WORK INSTRUCTIONS
According to the design thinking session text below, which steps does design thinking involve?
---- STUDY TEXT
Blanca Guasch steps in to explain how to apply design techniques to make our research more fruitful and efficient.  Design thinking involves several steps, including Empathize, Define, Ideate, Prototype, Test, and Implement. We created individual collages to illustrate the design thinking module Empathize, describing ourselves imaginatively with the aid of printed images, and describing how we are contributing to the PROTrEIN project.

Metaphors used by the ESRs

Another interesting exercise that we ESRs had done is to put our names on the PROTrEIN WPn map according to the importance and relation of our contributions to each module of the design thinking process. Then, for the Ideate section, we discover the links between various ESRs and how they relate to one another in terms of project goals, secondments, and research methodology.

The ESRs created a WPn map to show the connections between their projects

With the help of different metaphors, ESRs described the work bundles and processes like explaining machine learning, cross-linking concepts, etc.  After expressing our analogies to the group, we took into consideration their responses. After this engaging session 1, we all had some constructive ideas to use in our daily lives.
--------
---- DATA EXTRACTS
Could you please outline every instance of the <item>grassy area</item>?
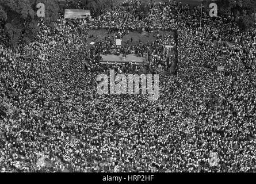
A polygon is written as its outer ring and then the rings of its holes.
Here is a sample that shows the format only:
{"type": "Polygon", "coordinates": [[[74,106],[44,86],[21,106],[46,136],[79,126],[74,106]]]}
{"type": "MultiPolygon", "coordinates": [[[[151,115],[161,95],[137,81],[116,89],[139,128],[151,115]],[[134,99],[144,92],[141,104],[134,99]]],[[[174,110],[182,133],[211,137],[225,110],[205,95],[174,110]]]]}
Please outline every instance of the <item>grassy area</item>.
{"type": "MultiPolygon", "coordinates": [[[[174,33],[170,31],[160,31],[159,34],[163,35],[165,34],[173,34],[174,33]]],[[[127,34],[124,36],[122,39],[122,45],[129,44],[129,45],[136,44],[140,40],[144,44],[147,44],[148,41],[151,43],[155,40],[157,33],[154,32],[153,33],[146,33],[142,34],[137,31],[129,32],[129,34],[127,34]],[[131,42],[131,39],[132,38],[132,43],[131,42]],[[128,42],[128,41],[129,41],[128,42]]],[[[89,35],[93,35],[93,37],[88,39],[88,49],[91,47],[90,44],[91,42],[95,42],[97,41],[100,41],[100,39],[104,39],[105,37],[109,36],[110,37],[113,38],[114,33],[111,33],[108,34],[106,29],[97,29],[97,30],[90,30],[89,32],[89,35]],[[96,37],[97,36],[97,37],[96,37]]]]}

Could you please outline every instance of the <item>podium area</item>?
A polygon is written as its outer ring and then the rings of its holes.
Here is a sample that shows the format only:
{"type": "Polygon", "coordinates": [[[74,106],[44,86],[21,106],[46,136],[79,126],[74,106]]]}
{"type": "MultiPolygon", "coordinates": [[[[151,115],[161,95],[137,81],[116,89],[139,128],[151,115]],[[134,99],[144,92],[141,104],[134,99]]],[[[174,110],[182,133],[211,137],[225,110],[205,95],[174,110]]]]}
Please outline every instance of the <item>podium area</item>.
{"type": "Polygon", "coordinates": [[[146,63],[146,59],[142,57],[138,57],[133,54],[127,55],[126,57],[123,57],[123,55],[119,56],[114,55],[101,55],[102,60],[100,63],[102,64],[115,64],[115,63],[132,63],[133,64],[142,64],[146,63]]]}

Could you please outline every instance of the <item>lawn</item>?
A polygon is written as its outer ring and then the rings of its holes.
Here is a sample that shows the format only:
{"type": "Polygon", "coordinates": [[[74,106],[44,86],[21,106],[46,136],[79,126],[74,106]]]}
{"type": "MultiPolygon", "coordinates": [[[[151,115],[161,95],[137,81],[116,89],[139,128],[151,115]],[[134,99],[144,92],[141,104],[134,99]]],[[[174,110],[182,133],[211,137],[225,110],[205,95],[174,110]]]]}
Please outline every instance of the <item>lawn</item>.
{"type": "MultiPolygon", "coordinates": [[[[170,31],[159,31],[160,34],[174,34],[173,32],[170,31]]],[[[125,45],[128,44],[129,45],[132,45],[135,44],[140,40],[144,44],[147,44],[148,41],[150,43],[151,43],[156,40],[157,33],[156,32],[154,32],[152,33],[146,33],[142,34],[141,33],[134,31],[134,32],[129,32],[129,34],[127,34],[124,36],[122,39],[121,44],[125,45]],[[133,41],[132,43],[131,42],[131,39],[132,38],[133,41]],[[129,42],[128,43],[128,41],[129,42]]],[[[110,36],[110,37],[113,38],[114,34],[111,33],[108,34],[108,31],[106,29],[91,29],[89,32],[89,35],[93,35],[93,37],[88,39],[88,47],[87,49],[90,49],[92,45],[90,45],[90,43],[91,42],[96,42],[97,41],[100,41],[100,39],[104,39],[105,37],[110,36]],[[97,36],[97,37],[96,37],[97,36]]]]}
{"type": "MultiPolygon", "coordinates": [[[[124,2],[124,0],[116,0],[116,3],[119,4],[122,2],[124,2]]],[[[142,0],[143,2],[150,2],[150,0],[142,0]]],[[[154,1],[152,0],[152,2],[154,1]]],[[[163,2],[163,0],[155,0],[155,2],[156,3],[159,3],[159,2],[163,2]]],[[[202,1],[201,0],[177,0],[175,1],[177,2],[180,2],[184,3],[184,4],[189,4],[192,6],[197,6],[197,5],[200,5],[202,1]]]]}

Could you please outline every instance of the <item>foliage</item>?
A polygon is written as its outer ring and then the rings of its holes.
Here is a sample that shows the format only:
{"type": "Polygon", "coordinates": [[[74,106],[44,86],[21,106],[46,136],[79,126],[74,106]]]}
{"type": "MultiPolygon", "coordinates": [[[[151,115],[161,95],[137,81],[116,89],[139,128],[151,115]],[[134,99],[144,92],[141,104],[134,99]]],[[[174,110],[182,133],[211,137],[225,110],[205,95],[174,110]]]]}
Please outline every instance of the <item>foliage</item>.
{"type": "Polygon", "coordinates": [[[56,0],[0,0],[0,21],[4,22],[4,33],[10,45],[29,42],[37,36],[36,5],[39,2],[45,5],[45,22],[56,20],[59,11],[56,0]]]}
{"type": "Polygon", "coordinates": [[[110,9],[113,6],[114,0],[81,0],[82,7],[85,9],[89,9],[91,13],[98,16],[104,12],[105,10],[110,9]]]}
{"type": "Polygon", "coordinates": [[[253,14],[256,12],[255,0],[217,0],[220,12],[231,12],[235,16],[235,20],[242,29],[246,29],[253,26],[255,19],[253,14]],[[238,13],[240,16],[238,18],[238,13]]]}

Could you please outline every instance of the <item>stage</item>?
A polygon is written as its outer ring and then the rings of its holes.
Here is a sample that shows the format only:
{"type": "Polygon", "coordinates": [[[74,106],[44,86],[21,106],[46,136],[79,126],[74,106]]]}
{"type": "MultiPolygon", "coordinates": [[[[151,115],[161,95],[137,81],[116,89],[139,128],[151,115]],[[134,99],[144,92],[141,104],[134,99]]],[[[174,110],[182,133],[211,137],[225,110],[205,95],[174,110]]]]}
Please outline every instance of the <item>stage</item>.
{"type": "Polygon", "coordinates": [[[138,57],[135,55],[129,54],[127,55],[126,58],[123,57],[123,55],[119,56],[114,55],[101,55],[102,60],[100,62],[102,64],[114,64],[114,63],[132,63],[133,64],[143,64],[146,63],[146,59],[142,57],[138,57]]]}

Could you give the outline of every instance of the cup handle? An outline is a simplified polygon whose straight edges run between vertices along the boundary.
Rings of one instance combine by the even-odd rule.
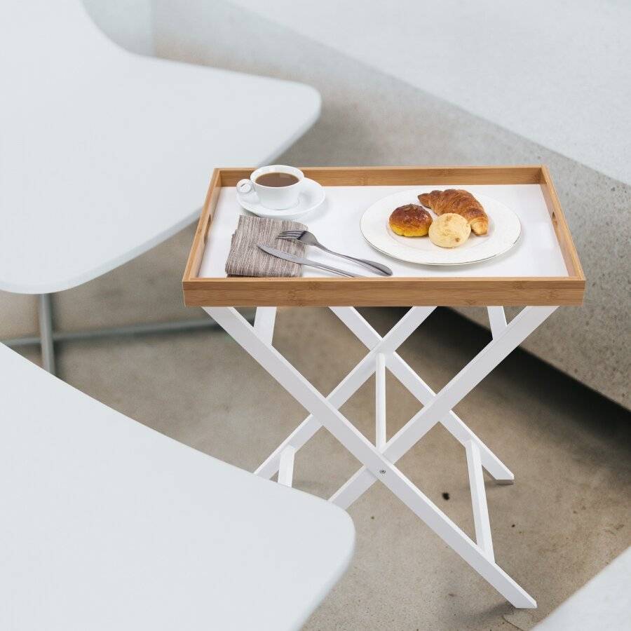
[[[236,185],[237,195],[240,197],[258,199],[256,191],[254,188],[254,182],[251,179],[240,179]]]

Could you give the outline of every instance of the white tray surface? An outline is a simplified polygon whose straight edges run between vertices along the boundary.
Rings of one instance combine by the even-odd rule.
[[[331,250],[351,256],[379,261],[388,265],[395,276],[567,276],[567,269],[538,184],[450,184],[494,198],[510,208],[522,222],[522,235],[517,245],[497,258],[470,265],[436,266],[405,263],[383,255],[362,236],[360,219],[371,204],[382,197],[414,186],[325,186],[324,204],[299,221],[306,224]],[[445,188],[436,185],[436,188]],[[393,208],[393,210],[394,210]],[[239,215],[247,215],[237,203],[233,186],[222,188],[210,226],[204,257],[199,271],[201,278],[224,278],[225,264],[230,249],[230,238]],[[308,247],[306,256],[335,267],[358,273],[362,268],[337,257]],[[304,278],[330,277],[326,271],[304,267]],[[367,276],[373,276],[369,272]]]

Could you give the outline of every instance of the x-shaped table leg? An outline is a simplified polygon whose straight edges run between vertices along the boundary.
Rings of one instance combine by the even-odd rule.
--------
OUTPUT FOR THIS EXERCISE
Empathize, Define, Ideate, Prototype, Test, and Implement.